The task. Can you retype all of the material below word for word, keeping every line as it stands?

>> START Source material

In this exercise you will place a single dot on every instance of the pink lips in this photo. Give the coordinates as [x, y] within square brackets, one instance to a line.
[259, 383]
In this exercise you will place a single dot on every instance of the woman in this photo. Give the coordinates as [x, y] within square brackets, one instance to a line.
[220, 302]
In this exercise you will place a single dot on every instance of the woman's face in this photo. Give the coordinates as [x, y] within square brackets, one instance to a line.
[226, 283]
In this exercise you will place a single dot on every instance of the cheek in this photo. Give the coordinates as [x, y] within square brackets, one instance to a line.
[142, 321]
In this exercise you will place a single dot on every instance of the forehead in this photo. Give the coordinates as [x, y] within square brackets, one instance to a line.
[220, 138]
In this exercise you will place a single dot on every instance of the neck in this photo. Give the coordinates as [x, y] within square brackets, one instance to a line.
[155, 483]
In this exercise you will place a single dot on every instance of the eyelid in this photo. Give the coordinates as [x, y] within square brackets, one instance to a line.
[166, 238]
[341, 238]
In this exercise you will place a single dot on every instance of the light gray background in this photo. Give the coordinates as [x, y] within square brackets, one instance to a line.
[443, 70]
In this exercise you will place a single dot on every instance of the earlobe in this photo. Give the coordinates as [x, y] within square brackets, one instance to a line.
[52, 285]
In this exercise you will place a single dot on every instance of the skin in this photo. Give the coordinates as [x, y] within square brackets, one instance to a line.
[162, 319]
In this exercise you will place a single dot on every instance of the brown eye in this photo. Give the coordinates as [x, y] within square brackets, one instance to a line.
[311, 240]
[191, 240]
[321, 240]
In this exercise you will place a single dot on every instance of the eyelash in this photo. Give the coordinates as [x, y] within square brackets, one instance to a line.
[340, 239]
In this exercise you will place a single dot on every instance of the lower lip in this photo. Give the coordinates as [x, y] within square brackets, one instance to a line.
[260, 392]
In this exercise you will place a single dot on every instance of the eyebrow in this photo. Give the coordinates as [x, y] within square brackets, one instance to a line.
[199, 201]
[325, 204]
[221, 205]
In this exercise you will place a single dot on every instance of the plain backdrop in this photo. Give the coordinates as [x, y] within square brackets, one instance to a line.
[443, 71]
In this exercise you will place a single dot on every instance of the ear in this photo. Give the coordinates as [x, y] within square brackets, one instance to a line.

>> END Source material

Answer to the exercise.
In this exercise you will place a single dot on every instance of the pink lips in this photo. Give the coordinates as [x, y] within square brackets, one instance to a line.
[259, 383]
In this exercise you will place a single dot on every instance of the woman in this photo. Give the coordinates as [x, y] within square brackets, one instance to a line.
[220, 302]
In this exercise you will place a single dot on every instance of the woman's face in this photo. Give the coordinates as [x, y] within square brackets, one instance to a line.
[226, 283]
In this exercise you will place a single dot on every instance of the cheek in this photo. Give the coordinates as [x, y] within square brackets, one instance to a line.
[142, 321]
In this exercise you will place a single dot on every instance of the forehead in this photo. Give the coordinates as [x, y] within square brackets, one instance to a line.
[220, 138]
In this exercise you will place a single dot on every instance of the neck in this photo. Give the coordinates as [x, y] within square brackets, one instance to a line.
[155, 483]
In this exercise you will place a single dot on every instance of the eyelid in this photo. Give the coordinates as [x, y] within square brackets, one instance to a line.
[166, 238]
[341, 238]
In this exercise you will place a single dot on every instance of the light gray background in this photo. Give the coordinates as [x, y] within square brackets, one instance to a line.
[443, 70]
In this exercise you will place a single dot on every instance of the earlobe in this photo. Give the coordinates as [x, y] within square brackets, one instance to a line.
[52, 285]
In this exercise you will place a single dot on every instance of the skin in this photo. Give the coordinates as [x, y] within square brackets, one instance to a line.
[162, 319]
In this exercise you will place a single dot on every instance of the brown eye in this photo. Give the coordinates as [x, y] within square brackets, one instance to a line.
[311, 240]
[191, 240]
[321, 240]
In this exercise you will place a single dot on every instance of the eyelash in this photo. Give the coordinates as [x, y] within square brackets, one instance to a line.
[340, 239]
In this exercise you will place a single dot on every instance of the lower lip in this photo. Give the coordinates as [x, y] within square brackets, one instance to a line.
[260, 392]
In this exercise you will place a single dot on every instance of the eyebrow in this photo. Give the coordinates as [x, y] within square brackets, one instance to a line.
[199, 201]
[325, 204]
[221, 205]
In this exercise you will place a single dot on every instance of the plain backdrop in this photo. Give the coordinates as [x, y] within square brackets, one instance to a line.
[443, 71]
In this exercise you will place a single dot on every instance of the ear in this photo. Give the coordinates as [x, y] within square brackets, one instance to a line.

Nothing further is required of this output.